Consigne 1:
Dans l'article sur Ouissem Belgacem, quel est le titre du livre dans lequel il a fait son coming-out ?
Consigne 2:
Poursuivez l'article sur Ouissem Belgacem à partir de sa dernière phrase.

Source:
<<<<

Ouissem Belgacem, ancien footballeur qui a fait son coming-out : « Je ne veux plus avoir à mentir sur qui je suis »

 Ouissem Belgacem, ancien footballeur qui a fait son coming-out : « Je ne veux plus avoir à mentir sur qui je suis »

Ouissem Belgacem lors de sa conférence à l’Institut du monde arabe, vendredi 13 janvier 2023.

Né dans un quartier populaire d’Aix-en-Provence en 1988 dans une famille d’origine tunisienne, Ouissem Belgacem, 35 ans, a longtemps dissimulé son homosexualité. En mai 2021, cet ancien footballeur sélectionné en équipe nationale tunisienne et passé au centre de formation de Toulouse où il a côtoyé Moussa Sissoko et Etienne Capoue a fait son coming-out dans un livre remarqué « Adieu ma honte » (Ed. Fayard). 

Aujourd’hui, celui qui a envie de renoncer à aucune de ses identités, – il est français, tunisien, musulman, arabe, homosexuel -, mène son combat contre l’homophobie dans le football en multipliant par exemple les rencontres dans les clubs. Mi-janvier, nous l’avons rencontré à l’Institut du monde arabe à Paris où il donnait une conférence co-organisée avec le JINS Podcast.

Ouissem Belgacem - Adieu ma honteLCDL : Après la sortie de votre livre, avez-vous reçu des messages de soutien de la part d’autres footballeurs ?

>>>>

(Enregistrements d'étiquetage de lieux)
<<<<

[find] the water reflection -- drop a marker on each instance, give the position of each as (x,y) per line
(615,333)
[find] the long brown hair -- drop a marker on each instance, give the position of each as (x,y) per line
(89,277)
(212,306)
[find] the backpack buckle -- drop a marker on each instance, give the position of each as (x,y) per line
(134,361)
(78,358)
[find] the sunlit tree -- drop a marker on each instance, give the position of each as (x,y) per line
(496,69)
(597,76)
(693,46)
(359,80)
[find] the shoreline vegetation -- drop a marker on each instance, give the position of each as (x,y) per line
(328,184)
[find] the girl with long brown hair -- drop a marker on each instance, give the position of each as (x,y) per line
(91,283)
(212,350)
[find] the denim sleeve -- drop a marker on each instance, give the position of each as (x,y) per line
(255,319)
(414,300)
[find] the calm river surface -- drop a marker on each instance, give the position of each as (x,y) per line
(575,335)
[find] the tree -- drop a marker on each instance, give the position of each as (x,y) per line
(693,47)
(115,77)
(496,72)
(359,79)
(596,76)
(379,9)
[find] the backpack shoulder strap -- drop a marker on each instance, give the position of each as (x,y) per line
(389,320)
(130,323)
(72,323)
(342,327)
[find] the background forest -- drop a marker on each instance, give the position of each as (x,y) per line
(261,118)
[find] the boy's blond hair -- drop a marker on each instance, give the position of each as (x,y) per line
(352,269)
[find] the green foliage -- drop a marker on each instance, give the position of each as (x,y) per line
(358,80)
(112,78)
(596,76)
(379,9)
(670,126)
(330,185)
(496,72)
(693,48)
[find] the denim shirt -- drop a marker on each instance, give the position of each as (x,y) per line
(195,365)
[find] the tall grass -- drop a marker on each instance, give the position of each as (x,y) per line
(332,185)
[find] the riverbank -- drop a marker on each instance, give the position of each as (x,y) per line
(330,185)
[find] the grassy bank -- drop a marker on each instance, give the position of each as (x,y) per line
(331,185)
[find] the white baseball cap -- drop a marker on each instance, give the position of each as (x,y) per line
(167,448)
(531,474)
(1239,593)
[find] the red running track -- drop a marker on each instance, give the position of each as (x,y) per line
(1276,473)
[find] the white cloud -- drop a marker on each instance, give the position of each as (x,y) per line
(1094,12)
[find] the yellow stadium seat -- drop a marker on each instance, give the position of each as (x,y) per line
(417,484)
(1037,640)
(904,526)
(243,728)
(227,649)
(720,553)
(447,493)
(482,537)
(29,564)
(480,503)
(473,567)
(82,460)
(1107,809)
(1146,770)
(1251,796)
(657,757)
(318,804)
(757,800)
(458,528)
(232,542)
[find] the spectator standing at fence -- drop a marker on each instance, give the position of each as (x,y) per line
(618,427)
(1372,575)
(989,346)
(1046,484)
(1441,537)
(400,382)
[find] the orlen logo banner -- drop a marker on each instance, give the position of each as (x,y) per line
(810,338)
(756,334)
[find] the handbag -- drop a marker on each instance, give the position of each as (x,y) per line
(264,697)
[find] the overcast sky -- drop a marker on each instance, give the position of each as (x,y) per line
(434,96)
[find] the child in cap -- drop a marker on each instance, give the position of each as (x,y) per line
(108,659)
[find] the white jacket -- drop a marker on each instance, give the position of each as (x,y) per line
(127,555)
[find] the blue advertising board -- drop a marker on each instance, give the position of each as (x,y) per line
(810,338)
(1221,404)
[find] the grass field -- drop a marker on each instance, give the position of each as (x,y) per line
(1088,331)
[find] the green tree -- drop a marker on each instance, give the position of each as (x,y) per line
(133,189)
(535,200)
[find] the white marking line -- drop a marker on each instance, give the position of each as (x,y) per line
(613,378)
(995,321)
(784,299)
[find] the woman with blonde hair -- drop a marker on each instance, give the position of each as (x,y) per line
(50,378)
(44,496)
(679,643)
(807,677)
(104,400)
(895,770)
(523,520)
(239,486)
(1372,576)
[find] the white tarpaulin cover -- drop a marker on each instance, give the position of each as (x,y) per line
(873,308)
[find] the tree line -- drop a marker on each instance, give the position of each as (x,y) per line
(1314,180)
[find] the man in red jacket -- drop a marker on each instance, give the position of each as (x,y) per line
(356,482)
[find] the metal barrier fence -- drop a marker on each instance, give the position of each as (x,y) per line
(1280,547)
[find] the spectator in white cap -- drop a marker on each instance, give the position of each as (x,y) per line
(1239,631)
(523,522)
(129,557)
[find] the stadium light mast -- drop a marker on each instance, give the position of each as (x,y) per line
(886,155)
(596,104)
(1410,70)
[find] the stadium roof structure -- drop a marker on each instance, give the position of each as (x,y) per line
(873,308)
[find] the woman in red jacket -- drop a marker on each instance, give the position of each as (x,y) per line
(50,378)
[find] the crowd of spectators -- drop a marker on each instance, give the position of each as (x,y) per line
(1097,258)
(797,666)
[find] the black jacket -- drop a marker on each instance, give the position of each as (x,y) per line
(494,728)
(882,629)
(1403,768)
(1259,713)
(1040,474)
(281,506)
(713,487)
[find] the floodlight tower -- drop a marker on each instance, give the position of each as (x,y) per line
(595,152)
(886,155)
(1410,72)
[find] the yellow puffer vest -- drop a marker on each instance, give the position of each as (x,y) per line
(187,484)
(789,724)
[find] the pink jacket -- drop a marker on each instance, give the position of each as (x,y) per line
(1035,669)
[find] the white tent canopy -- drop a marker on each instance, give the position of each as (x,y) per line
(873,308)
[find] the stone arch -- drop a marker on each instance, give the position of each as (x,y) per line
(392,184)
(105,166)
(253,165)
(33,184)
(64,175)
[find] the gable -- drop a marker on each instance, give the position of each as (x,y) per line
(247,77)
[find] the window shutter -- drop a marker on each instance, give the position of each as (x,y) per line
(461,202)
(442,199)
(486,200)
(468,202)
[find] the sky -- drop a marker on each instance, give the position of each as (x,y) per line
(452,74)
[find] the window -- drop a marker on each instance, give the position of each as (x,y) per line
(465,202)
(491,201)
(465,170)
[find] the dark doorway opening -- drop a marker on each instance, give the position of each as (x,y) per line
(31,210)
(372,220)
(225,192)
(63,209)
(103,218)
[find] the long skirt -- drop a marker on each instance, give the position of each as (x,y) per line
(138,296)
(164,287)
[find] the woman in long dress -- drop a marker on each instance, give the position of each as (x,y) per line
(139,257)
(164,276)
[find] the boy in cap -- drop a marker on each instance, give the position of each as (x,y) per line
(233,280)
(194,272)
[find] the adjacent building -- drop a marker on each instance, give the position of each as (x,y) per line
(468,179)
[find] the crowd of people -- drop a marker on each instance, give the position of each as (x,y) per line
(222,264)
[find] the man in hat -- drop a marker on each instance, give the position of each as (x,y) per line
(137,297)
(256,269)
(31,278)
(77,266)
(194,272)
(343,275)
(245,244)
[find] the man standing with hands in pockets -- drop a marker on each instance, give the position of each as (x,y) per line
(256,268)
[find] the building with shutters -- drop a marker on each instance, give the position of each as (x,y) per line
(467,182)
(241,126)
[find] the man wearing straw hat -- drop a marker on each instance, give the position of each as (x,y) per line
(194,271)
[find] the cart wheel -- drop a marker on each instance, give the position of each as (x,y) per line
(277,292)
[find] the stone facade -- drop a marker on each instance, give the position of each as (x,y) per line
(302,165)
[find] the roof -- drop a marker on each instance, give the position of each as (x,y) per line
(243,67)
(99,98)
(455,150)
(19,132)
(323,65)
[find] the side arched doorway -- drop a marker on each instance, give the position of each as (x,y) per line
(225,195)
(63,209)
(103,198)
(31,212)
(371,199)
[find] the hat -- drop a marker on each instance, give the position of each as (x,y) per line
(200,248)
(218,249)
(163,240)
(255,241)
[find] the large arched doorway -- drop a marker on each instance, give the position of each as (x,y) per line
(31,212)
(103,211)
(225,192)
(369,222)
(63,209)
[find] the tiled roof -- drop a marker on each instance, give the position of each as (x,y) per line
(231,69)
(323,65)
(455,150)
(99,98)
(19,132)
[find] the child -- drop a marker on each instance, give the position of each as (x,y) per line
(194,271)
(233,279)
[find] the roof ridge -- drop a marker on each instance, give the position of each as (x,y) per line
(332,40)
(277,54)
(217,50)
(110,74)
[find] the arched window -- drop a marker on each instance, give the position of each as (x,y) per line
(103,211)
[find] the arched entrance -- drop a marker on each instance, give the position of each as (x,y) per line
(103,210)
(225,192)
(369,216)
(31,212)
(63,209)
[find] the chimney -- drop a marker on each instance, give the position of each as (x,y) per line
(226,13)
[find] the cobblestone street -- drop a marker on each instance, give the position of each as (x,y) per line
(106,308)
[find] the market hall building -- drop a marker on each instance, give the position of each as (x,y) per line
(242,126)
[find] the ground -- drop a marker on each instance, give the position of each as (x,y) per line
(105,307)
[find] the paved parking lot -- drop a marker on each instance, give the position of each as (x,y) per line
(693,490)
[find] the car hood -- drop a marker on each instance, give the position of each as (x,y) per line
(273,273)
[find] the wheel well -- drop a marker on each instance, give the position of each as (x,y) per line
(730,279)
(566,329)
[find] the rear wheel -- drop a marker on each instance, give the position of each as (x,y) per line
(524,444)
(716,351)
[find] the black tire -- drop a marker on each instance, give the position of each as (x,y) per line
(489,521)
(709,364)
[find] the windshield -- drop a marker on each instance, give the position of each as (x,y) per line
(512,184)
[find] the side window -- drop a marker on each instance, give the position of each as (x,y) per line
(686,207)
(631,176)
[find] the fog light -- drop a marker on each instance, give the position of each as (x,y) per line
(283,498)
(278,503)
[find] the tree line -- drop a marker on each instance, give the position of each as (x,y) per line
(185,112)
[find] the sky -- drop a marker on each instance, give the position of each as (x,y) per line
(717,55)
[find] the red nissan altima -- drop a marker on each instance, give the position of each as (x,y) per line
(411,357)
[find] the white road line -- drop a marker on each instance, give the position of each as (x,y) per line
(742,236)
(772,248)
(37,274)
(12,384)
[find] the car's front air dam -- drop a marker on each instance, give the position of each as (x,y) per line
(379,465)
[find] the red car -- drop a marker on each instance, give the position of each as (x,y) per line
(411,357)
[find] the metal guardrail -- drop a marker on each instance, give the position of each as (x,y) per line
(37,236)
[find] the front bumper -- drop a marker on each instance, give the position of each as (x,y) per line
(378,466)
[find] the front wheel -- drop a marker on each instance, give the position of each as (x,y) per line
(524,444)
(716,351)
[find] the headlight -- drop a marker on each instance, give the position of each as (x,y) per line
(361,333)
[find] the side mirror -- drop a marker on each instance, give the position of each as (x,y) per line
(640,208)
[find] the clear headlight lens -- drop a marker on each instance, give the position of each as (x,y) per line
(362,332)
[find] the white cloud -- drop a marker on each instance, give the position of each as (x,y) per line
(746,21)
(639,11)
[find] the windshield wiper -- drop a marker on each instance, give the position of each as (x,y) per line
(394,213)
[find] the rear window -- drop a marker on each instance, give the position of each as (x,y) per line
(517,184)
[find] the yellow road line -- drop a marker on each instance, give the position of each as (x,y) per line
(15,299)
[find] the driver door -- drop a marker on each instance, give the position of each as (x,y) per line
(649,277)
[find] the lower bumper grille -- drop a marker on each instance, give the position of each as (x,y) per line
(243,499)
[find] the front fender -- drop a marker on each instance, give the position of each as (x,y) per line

>>>>

Production attendue 1:
« Adieu ma honte » (Ed. Fayard)

Production attendue 2:
Ouissem Belgacem : Des footballeurs avec qui je suis ami depuis très longtemps m’ont envoyé des sms, mais aucun joueur n’a osé me soutenir publiquement. Heureusement d’autres sportifs, comme la championne française olympique de judo Clarisse Agbegenou, n’ont pas hésité à faire savoir qu’ils encourageaient ma démarche.

Pourquoi, selon vous, ce manque de soutien de la part des footballeurs ? 

Parce que l’homosexualité reste encore un sujet tabou et pas seulement dans le football. Les joueurs ne veulent pas mettre en danger leur carrière en soutenant un homosexuel. Le football est le sport le plus paradoxal au monde. D’un côté, il a la capacité de réunir tout le monde, même ceux qui n’aiment pas le football. Par exemple, le temps d’une coupe du monde, tout le monde va porter le maillot de leur équipe favorite, se réunir devant la télé, etc., mais c’est aussi le sport qui exclut le plus.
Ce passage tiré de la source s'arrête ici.